* Excerpted text
# # # # #
Traveling the Back Roads

by Percy & Mary Lilly



ALLIUM

The Lily Family, known for its showy flowers, contains the genus Allium which are mostly noted for their bulbs. The genus includes garlic, chives, onion, leek, shallot, and ramps. All have a strong odor and taste.

The oldest report from Egypt shows that onions were an important food for the pyramid workers around 2800-2300 B.C. The onion spread through Europe with Roman culture and later to the Americas. Our commercial onions are all derived from this source and the wild ancestors are not known.

The leading producer of onion is China where it has long been valued as food and flavoring. The second leading producer is India where they were worshipped in ancient times. In Britain they played a part in Druid rites. The other major producers are the U.S., Russia, Turkey, and Great Britain.

Although rarely used specifically as a medicinal herb, the onion is reported to have a wide range of beneficial actions on the body and when eaten (especially raw:, on a regular basis promotes general health. Its juice is used for stings, bites, wound healing, and as a cosmetic for removing freckles. I know of some people that claim to eat raw onions even for breakfast

Garlic is among the most ancient of cultivated plants and has long been used as food flavoring. It has also been used for its medicinal value and as a germicide. Its juice is now known to contain the antibiotic allicin. It is known in Russia as Russian penicillin. This pungent magical “stink bomb” was used as a healing herb in China and Japan and in northern Europe.

Greeks use it as a diuretic, poison antidote, and as a laxative. Gypsies wore it around their neck to ward off evil spirits. It has been used to prevent gangrene, on bronchitic infections, and tuberculosis. It is said to lower blood cholesterol levels, reduce hypertension, stimulate the digestive system, and enhance the body’s immune defenses. Many other claims have been made about its medicinal value.

In a recent article from Science News, April 19, 1997, page 239, researchers from Memorial Sloan-Kettering Cancer Center in New York report on a new finding with garlic. “A compound derived from aged garlic dramatically diminishes the growth of human prostate cancer cells, according to data from a new test-tube experiment”. The compound is called allylmercapto-cysteine and is formed as garlic ages. The article describes how the compound works. Commercially marketed aged garlic capsules are available locally as an over the counter product.
# # # # #
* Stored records
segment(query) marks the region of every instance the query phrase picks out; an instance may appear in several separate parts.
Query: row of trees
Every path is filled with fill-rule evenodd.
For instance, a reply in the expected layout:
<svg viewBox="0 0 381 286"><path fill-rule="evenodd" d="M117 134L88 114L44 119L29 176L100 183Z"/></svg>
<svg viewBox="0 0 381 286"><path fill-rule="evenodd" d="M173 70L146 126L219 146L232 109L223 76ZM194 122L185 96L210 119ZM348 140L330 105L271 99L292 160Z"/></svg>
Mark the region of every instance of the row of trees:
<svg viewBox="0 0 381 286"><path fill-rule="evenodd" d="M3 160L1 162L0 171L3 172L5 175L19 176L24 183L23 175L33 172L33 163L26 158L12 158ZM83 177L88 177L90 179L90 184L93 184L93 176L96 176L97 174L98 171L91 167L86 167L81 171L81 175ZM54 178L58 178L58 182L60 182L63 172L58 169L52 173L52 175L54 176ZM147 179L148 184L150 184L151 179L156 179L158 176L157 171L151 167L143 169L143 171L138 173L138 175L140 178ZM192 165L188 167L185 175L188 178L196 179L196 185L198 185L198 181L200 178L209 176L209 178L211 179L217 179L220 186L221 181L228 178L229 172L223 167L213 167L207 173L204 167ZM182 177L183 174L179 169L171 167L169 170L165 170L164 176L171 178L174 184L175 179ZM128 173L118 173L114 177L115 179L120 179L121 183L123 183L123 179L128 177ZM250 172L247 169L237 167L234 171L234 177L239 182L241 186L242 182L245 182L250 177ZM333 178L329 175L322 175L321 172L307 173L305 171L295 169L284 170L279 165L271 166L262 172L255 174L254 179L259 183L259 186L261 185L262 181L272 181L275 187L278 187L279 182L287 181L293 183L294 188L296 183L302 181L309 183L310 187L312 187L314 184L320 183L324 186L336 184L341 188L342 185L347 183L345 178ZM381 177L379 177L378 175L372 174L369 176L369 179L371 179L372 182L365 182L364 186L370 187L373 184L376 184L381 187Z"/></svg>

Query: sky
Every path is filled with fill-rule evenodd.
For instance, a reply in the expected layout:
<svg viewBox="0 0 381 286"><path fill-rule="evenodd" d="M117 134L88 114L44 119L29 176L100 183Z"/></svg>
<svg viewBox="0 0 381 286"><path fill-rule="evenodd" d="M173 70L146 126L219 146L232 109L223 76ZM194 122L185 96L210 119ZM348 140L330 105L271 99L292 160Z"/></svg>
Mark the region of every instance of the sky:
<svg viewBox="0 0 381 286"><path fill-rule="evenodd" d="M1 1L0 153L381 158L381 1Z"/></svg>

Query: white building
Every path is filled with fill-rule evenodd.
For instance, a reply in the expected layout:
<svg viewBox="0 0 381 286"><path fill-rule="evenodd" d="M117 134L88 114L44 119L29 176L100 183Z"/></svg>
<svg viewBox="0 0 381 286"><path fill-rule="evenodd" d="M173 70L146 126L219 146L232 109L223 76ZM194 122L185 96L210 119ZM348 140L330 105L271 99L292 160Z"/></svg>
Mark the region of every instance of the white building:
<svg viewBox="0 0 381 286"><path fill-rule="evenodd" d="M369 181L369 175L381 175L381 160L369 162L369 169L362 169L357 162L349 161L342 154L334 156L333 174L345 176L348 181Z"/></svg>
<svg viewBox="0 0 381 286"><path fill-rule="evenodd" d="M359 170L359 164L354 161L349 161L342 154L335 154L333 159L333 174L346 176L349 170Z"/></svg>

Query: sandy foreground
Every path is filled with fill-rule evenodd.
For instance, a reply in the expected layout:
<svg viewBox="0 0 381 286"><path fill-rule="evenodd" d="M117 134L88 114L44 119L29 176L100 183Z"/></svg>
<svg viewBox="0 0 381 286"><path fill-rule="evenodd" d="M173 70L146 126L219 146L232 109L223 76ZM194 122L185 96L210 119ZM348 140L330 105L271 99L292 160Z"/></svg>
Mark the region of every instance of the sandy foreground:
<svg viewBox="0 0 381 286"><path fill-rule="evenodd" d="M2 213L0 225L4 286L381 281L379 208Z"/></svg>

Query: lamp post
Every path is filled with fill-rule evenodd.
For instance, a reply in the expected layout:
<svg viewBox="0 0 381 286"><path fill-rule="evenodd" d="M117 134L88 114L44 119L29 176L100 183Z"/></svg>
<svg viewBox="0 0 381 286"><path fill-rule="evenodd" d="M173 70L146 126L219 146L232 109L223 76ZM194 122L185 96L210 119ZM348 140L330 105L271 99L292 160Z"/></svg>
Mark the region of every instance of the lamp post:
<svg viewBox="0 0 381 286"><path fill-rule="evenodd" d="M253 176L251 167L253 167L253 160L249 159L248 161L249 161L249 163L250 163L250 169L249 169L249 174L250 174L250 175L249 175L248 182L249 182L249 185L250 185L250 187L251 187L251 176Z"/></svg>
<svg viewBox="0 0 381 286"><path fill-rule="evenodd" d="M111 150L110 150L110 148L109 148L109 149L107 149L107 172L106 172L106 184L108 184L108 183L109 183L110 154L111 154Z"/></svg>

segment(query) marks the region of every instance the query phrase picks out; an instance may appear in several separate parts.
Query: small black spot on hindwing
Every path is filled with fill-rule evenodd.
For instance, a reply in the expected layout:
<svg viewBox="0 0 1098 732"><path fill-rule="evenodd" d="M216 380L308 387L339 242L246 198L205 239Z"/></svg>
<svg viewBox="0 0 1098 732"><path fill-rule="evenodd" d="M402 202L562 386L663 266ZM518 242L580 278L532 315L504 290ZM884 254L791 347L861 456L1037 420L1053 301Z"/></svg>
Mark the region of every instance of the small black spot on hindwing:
# # # # #
* Problem set
A - Reproduce the passage on the genus Allium from "The Lily Family, known" to "and Great Britain.", substituting "Druid ceremonies" for "Druid rites".
B - Extend the article on the genus Allium with further text that follows on from its final sentence.

* Answers by task
A -
The Lily Family, known for its showy flowers, contains the genus Allium which are mostly noted for their bulbs. The genus includes garlic, chives, onion, leek, shallot, and ramps. All have a strong odor and taste.

The oldest report from Egypt shows that onions were an important food for the pyramid workers around 2800-2300 B.C. The onion spread through Europe with Roman culture and later to the Americas. Our commercial onions are all derived from this source and the wild ancestors are not known.

The leading producer of onion is China where it has long been valued as food and flavoring. The second leading producer is India where they were worshipped in ancient times. In Britain they played a part in Druid ceremonies. The other major producers are the U.S., Russia, Turkey, and Great Britain.

B -
Another interesting species of Allium is ramps. These can be found growing in rich woods in Seneca County and I have some in my back yard. Starting about the end of March and most of April, ramp festivals are common throughout Appalachia. Mary and I attended one such festival on a Saturday in early April at my home school in West Virginia. Ramp bulbs are about the size of the end of an index finger. The bulbs along with their broad flat leaves may be added to casseroles and other dishes. They can be added to a green salad. They are mild flavored but they have a strong odor. They have a longer residual effect than garlic. One does not associate with a ramp eater for about three days unless they have also indulged. On a Monday morning at our country school, the weekend ramp eater was immediately ostracized to the back corner of the room. The awful odor emanating from every pore of the body is more profound and longer lasting if raw ramps are eaten. Mary refuses to cook or serve me any ramps.

Ramps have most of the medicinal value of garlic. Leaves have been used in the treatment of colds and croup, and also as a spring tonic. Earaches were treated by the warm juice from the entire plant, and strong doses are used to cause vomiting.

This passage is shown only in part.